▶ [TASKS FOR THIS EXERCISE]
1. In the BEiT-3 forum thread, start with the words "Open zhouruikun opened" and end after "Beit-3's experimental results.". Rewrite that passage, replacing "captioning task" with "caption generation task" wherever it occurs.
2. Answer these questions from the BEiT-3 forum thread:
(a) By how many points did the captioning task fall short of the figure reported in the paper?
(b) Which model size does the paper report its performance for?
(c) What accuracy on the 5000 test images did the evaluation command produce?

▶ [EXTRACTED TEXT]
— BEGIN —

Open zhouruikun opened 11 months ago
Hi, I encountered the same issue when I downloaded the checkpoint from Beit-3's GitHub repository, but I couldn't achieve the performance mentioned in the paper. Both the retrieval task and captioning task exhibited this problem. In fact, the captioning task performed even 3.0 points worse than reported in the paper. I have serious doubts about the authenticity of Beit-3's experimental results.
Hi @zhouruikun,
We release base and large models for efficient usage. In our paper, we report the performance of a giant model. The base and large models we released, although achieving very good results, still fall short of the results of the giant model reported in the paper due to differences in model size.
@wenhui0924 Thank you for taking time out of your busy schedule to answer our questions.
May I ask whether the giant model you mentioned will be open sourced?
@wenhui0924 Can you release the pre-trained gaint model? After all, the performance in the Beit-3 paper is very strong, which is based on the gaint model, while the worse base and large models make it difficult for the following researchers to achieve the performance of SOTA, so that it is difficult to follow the Beit-3.
@wenhui0924 Can you release the pre-trained gaint model? After all, the performance in the Beit-3 paper is very strong, which is based on the gaint model, while the worse base and large models make it difficult for the following researchers to achieve the performance of SOTA, so that it is difficult to follow the Beit-3.
If we can't get giant model and checkpoint, maybe only use the performance report from GitHub as the SOTA.
Describe Model I am using (BEIT3):
the command I used : python -m torch.distributed.launch --nproc_per_node=1 run_beit3_finetuning.py --model beit3_large_patch16_224 --input_size 224 --task flickr30k --batch_size 16 --sentencepiece_model checkpoints/beit3.spm --finetune checkpoints/beit3_large_itc_patch16_224.pth --data_path datas/flickr30k --eval
I get result : Eval result = {"tr_r10": 99.60000514984131, "tr_r5": 98.90000224113464, "tr_r1": 90.70000648498535, "ir_r10": 96.84000015258789, "ir_r5": 94.11999583244324, "ir_r1": 77.97999978065491, "average_score": 93.02333196004231} Accuracy of the network on the 5000 test images: 93.023%
and same problems when I try to evaluate the performance of retrieval task of fine-tuned checkpoints on coco and flicker30k dataset,
does anything I mistaked?

— END —

Items listed in a dataset
— BEGIN —

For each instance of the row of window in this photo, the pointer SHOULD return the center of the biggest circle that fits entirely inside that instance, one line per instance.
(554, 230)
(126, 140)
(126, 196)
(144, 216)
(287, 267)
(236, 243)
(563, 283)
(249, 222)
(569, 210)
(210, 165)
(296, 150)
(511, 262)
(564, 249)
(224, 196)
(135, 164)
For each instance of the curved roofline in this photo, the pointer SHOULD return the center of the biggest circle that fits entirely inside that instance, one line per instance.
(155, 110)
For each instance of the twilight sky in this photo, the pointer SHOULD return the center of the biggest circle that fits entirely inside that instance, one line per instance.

— END —

▶ [FULL SOLUTIONS]
1.
Open zhouruikun opened 11 months ago
Hi, I encountered the same issue when I downloaded the checkpoint from Beit-3's GitHub repository, but I couldn't achieve the performance mentioned in the paper. Both the retrieval task and caption generation task exhibited this problem. In fact, the caption generation task performed even 3.0 points worse than reported in the paper. I have serious doubts about the authenticity of Beit-3's experimental results.

2.
(a) 3.0 points
(b) A giant model
(c) 93.023%